— start of Records for this exercise —

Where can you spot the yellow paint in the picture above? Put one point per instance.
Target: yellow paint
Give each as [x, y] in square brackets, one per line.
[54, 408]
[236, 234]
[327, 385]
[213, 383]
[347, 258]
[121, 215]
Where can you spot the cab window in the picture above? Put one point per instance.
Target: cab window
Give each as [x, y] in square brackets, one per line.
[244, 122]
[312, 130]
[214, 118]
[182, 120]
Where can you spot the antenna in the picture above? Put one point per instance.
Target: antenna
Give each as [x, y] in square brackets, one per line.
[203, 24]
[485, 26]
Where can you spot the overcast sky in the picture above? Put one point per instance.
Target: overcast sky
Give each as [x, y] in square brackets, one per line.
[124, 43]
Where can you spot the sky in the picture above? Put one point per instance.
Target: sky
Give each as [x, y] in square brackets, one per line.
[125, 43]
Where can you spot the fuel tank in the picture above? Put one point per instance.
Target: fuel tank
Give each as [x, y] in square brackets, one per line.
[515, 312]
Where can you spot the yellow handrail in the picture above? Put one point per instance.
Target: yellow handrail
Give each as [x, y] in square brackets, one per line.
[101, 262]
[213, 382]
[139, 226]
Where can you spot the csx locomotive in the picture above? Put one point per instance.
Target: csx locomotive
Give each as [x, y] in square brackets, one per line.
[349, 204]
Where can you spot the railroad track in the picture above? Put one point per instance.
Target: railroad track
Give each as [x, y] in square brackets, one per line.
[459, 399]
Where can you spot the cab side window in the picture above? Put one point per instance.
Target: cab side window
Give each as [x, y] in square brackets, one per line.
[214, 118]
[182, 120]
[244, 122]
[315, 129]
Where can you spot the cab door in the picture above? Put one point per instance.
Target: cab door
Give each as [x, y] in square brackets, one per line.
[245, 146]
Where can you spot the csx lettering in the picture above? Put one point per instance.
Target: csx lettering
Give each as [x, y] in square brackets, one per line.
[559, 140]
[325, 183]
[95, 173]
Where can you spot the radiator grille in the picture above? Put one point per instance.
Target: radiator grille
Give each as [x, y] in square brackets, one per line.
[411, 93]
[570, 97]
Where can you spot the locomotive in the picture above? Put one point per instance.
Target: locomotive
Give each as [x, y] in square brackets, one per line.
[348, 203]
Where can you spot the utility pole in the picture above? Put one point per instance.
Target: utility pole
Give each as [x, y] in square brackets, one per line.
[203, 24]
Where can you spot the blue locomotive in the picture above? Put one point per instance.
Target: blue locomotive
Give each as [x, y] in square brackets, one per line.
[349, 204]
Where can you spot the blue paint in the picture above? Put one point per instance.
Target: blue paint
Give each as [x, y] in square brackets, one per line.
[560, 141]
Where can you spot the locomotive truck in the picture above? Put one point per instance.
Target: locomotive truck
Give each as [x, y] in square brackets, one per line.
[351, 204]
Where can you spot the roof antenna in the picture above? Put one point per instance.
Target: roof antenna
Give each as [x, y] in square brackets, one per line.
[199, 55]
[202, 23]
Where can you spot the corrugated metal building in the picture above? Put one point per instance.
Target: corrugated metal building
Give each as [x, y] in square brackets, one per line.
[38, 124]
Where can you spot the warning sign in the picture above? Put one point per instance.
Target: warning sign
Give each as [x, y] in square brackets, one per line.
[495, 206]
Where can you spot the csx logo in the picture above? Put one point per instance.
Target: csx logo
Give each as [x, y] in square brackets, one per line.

— end of Records for this exercise —

▶ _Stated goal_
Copy the lines above exactly, beginning with the line that contains "Where can you spot the blue paint" and continuing through the last line.

▶ _Response_
Where can you spot the blue paint in the picture above? Put one point per instance.
Target: blue paint
Give each as [x, y] in square brackets, one per line.
[560, 141]
Where can you spot the locomotive truck in the picture above? Put one point per instance.
Target: locomotive truck
Give each as [x, y] in square brackets, one per line.
[351, 204]
Where can you spot the roof antenna in the picture above? Put one point per instance.
Target: roof antenna
Give each as [x, y] in square brackets, one per line.
[199, 55]
[202, 23]
Where can you spot the corrugated metal building in the picture above? Put one point per instance.
Target: corrugated metal building
Give each as [x, y] in square brackets, one per line.
[38, 124]
Where can you spot the warning sign in the picture above? Put one point per instance.
Target: warning sign
Give each as [x, y] in square brackets, one per line.
[495, 206]
Where can you spot the csx logo in the picture above? Put one point per instance.
Target: csx logo
Give each as [x, y] in square brackets, one per line.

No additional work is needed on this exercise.